#### [WHAT IS BEING ASKED]
Summarize the fashion excerpt below in three sentences.

#### [SOURCE EXCERPT]
----------

Doonan writes for the Observer:
Fashion is no longer icy and aloof. Fashion is a massive, forgiving, ambiguous melting pot where people and trends can dig in their Lee Press-On nails and hang on for years and years without ever being out.
He goes on to list a few examples:
Uggs. Style pundits may have broadcast their out-ness for years, but last week’s snowy streets were packed with Uggs-sporting fashion plates.
There is a delicious personal irony in this example given that back in 2004 Uggs were cited in a lengthy discussion in Fashion Theory class as an example of trendy for trendy’s sake. Even though this trend might have been initiated by celebrity sitings, (so awesome to slip on between takes on outdoor shoots) could it be that they’ve had staying power because those who bought them discovered they were super comfortable and well made and lasted forever?
Skinny jeans. Despite their supposed out-ness, they have managed to become a fashion staple, especially when tucked into riding boots. Tally ho!
Key term, “Fashion Staple.” So they became ‘in’ a few years ago as the bootcut finally reached mass market saturation, but could it be that one fashion staple was traded in for another? Could it be that people want fashion staples?

Filson clothing, used as an example of 'American Workwear' trend on brand consultancy blog "We Are The Market"
Of course, now that the skinny jean is headed for eventual mass market saturation, it will eventually go the way of the mom jean (which has been ‘out’ almost long enough to be revived…), so it’s not as if the trend cycle is no longer. But given that ‘fast fashion’ retailing cycles had accelerated to the point of new trends every six weeks, could it be that more and more consumers are weary of this and seeking alternatives?
These alternatives - especially to spending too much - have been found for the past few decades in the ‘indie’ and ‘alternative’ subcultures continued fascination with vintage. As these ‘trends’ arise in the vintage industry about which items are hot and eagerly sought after, it was a natural progression for designers to use said items as inspiration for re-issues.
Why would trendy fashion for the masses palace H & M deliberately ruin mountains of brand new, perfectly wearable garments rather than mark them down or give them to people who really needed them? Jim Dwyer of the NY Times reports:
At the back entrance on 35th Street, awaiting trash haulers, were bags of garments that appear to have never been worn. And to make sure that they never would be worn or sold, someone had slashed most of them with box cutters or razors, a familiar sight outside H & M’s back door.

----------

#### [MATERIAL SUPPLIED]
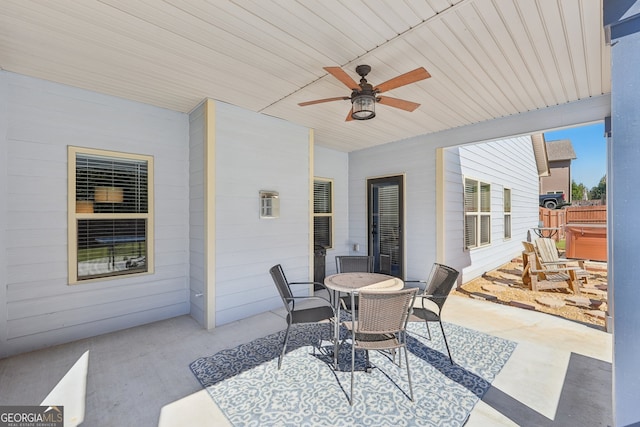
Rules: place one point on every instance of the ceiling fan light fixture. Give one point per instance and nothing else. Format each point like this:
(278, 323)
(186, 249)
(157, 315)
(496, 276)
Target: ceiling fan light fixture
(364, 107)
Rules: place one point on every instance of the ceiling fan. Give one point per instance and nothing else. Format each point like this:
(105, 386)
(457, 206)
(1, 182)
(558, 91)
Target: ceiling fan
(364, 96)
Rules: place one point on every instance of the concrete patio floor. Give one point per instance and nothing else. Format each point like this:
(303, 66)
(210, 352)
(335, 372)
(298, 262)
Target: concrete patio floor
(558, 375)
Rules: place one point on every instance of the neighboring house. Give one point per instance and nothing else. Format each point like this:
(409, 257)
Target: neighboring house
(560, 154)
(489, 188)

----------

#### [TASK OUTPUT]
Writing for the Observer, Doonan argues that fashion is no longer icy and aloof but a forgiving melting pot where trends such as Uggs and skinny jeans can last for years without going out. The excerpt asks whether these items endured because buyers found them comfortable and long-lasting or wanted fashion staples. It also asks whether consumers tired of fast fashion's six-week trend cycles are seeking alternatives such as vintage, which has inspired designers' re-issues, and it ends with Jim Dwyer's New York Times report that H & M slashed bags of apparently unworn garments left outside its 35th Street back entrance for trash haulers.